**Task list**
A - In the article about Fison and the PFI, how many staff is Fison giving design training?
B - Carry on the article about Fison and the PFI, beginning after its final sentence.

**Document section**

If you’re a hospital and you’re given the choice between a startling front entrance and 20 more beds, what would you choose?

"PFI is a big, big play as far as we're concerned. It accounts for about 30% of our building work and is growing."

Fison's way forward is to emulate the big PFI players and develop in-house expertise in every aspect of the PFI. To target hospital jobs, for example, he is hiring everyone from senior architects to experts in medical equipment maintenance.

"If we're bringing in medical equipment, it's not good enough to simply say we'll go and get it from a medical equipment manufacturer," he says. "Do we know we've got the best value equipment at the right price? And are we going to be able to maintain it? We need to have expertise in these areas. You'll see us move further that way because we need to be able to project manage not just the building end of it but the totality. And we're going to put more effort into that than anybody else."

Fison is a big fan of the PFI; he refuses to grumble about the tortuous bidding process ("It's a fact of life – live with it") and disagrees with critics who have slated the design of the early PFI hospitals. "If you're a hospital and you're given the choice between a startling front entrance and 20 more beds, what are you going to choose? You need to remember that this is taxpayers' money and what we actually want is an efficient health service."

He also believes that the PFI is changing – for the better – the way the industry operates. By forcing teams to come together to consider a project holistically, the PFI is fostering the development of integrated teams in which different disciplines co-operate fully. "It changes the nature of contracting. That in turn will affect the way we do other jobs."

Take, for example, the relationship between a contractor and an architect on a typical design-and-construct project. "They speak different languages," he says. "The likelihood of getting clear communication is very low. We've got to remove that barrier and get them speaking the same language."

To that end, Fison is giving 600 of his staff design training so they can better understand what the architects are talking about. "If we train those working on design-and-construct jobs to understand the issues as the designers see them, you will resolve problems much more quickly."

He is also sending Skanska staff to work in the architects' offices. "That's partly to facilitate and partly to coach: to say, 'that doesn't work for us', 'that's going to be very expensive' and so on."

**Excerpted data**

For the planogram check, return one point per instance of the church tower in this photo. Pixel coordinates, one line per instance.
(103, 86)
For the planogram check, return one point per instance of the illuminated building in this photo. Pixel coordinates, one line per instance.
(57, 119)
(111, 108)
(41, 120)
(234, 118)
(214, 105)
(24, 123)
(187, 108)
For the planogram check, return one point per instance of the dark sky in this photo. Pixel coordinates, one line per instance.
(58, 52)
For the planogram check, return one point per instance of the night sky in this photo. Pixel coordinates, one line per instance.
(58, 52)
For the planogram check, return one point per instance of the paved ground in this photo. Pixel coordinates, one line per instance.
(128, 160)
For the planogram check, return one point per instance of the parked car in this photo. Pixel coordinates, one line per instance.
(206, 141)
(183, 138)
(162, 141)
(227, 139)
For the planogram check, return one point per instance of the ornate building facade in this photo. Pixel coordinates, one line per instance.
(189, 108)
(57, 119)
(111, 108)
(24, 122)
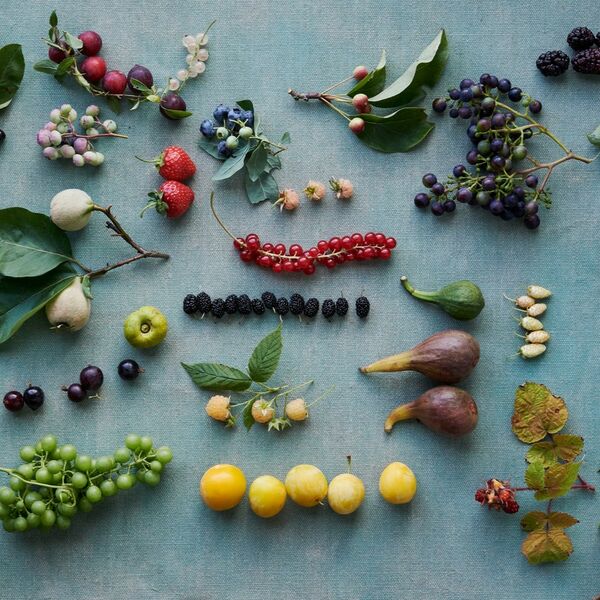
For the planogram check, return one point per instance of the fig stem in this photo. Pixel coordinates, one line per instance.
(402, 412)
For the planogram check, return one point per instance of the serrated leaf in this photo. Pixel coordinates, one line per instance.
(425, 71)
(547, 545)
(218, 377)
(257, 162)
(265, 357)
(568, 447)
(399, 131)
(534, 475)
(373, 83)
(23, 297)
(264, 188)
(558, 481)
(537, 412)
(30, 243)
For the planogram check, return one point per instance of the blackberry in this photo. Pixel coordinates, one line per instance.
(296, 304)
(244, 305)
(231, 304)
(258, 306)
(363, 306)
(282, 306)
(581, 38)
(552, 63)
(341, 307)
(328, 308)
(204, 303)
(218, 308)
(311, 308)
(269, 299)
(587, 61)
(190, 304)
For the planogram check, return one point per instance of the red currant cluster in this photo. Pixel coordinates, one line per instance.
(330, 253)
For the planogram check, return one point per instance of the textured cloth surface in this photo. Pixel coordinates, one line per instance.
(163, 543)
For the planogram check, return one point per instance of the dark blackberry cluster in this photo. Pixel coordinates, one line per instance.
==
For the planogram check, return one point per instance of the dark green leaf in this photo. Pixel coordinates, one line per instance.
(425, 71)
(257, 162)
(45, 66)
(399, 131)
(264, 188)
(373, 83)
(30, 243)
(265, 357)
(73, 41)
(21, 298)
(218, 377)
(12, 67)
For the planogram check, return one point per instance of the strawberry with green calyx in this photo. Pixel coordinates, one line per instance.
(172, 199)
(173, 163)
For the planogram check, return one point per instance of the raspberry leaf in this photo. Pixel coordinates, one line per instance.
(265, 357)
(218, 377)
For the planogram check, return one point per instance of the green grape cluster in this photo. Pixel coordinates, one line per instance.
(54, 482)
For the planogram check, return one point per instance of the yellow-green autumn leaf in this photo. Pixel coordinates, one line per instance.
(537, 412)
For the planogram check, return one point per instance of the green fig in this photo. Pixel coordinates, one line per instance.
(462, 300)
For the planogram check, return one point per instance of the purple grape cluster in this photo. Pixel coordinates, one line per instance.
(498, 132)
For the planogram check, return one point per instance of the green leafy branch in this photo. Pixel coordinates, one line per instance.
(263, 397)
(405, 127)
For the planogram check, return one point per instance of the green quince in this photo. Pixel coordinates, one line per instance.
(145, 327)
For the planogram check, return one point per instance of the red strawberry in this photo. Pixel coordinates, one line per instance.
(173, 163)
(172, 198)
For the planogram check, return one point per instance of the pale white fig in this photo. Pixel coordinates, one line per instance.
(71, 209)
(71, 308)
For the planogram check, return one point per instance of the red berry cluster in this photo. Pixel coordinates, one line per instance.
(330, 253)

**Answers below**
A - 600 of his staff.

B -
Teambuilding is a theme Fison returns to again and again, but it's clear that his agreeable, engineering-buff mien conceals the ruthlessness and obstinacy needed to succeed at this level. "I'd say I'm pretty easy-going, but also quite enthusiastic about things," he offers, when asked to describe himself. But Skanska's candid press and publicity boss Cheryl Eaton, who is sitting in on the interview, begs to differ. "Easy-going? I'd question that," she pipes up. "Ooh," Fison replies in pantomime disagreement: "I am!"

But Eaton stands her corner: "I'll get a rude note saying, 'Cheryl, what have you done about this?' Oh yeah, David's quite clear what he wants. He's nice to work with but he can be slightly bullying."

Fison showed his ruthless streak immediately after his promotion when UK building managing director Andy Sturgess suddenly left the company. Was he pushed? "No, no.

He had done a great job turning the business around, but I decided we needed a slightly different approach. It was a difference of vision. It was my decision."

Personal effects

Where do you live?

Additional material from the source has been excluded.